> **REQUIRED WORK**: Copy the data below word for word, from the line containing "person in folk costume" up to and including the line containing "(236, 140), (248, 167)".

> **LISTED RECORDS**:
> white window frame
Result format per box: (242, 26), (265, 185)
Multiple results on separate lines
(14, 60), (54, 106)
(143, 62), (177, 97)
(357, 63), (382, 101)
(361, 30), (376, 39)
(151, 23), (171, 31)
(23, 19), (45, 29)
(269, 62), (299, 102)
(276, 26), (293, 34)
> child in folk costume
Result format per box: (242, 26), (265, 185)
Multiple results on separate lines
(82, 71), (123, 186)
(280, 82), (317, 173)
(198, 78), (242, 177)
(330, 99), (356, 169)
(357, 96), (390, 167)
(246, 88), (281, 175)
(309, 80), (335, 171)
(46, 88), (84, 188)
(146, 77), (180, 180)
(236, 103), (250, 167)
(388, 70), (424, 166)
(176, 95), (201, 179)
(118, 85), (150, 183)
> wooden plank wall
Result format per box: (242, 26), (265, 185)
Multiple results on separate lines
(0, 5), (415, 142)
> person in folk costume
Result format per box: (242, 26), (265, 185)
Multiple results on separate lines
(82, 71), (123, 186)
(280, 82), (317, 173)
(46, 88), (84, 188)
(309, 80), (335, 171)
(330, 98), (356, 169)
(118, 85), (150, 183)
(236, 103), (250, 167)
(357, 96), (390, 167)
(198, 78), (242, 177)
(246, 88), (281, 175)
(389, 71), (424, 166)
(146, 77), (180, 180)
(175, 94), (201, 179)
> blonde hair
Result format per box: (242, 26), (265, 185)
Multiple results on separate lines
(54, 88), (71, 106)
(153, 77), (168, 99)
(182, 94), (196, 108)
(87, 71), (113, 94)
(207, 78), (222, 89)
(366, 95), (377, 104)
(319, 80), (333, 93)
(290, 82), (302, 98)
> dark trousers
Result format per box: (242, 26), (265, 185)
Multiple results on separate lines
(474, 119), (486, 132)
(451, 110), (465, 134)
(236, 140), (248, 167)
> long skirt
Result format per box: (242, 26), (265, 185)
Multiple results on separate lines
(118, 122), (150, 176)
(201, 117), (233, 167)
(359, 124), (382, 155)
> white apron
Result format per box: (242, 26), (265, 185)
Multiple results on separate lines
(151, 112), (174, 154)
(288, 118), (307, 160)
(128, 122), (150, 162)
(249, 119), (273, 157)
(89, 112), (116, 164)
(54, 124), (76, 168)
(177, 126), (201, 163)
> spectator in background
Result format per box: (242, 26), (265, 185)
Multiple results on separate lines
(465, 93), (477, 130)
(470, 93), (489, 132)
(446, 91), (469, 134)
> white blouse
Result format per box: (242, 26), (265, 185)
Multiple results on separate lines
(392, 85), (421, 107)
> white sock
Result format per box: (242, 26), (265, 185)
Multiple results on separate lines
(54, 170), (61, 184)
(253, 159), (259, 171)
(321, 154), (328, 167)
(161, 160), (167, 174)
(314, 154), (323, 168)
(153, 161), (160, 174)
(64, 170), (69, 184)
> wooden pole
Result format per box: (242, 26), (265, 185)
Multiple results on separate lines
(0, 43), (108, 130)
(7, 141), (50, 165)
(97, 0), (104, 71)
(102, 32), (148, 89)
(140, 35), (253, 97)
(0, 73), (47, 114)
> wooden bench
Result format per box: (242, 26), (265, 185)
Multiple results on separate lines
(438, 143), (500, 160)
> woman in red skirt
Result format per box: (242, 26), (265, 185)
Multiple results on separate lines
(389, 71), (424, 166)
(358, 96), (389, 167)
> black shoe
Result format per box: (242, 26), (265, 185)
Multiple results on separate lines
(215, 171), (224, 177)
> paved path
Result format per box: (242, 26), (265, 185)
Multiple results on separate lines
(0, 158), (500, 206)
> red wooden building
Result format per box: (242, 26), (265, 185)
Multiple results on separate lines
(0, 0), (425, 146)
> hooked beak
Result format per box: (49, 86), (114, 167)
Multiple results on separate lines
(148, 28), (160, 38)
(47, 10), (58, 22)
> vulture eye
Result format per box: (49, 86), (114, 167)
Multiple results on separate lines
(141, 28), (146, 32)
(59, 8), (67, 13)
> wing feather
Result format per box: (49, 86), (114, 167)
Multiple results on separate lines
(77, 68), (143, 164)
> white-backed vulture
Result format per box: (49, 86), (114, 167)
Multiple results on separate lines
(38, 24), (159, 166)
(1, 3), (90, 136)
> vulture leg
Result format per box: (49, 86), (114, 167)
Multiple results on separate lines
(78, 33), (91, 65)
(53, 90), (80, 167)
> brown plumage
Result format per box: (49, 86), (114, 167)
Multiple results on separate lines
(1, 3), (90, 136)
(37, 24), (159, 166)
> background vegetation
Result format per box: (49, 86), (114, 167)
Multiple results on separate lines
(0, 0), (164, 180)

> **SOLUTION TO THIS PROBLEM**:
> person in folk costume
Result format per box: (242, 26), (265, 185)
Multiple results on separate lines
(82, 71), (123, 186)
(280, 82), (317, 173)
(46, 88), (84, 188)
(309, 80), (335, 171)
(330, 98), (356, 169)
(118, 85), (150, 183)
(236, 103), (250, 167)
(357, 96), (390, 167)
(198, 78), (242, 177)
(246, 88), (281, 175)
(389, 71), (424, 166)
(146, 77), (180, 180)
(175, 94), (201, 179)
> blonde hair
Result format per box: (242, 26), (265, 185)
Multiple results on separate lines
(54, 88), (71, 106)
(153, 77), (168, 99)
(182, 94), (196, 108)
(87, 71), (113, 94)
(207, 78), (222, 89)
(366, 95), (377, 104)
(319, 80), (333, 93)
(290, 82), (302, 98)
> dark trousers
Result format per box: (242, 26), (265, 185)
Multiple results on separate lines
(474, 119), (486, 132)
(451, 110), (465, 134)
(236, 140), (248, 167)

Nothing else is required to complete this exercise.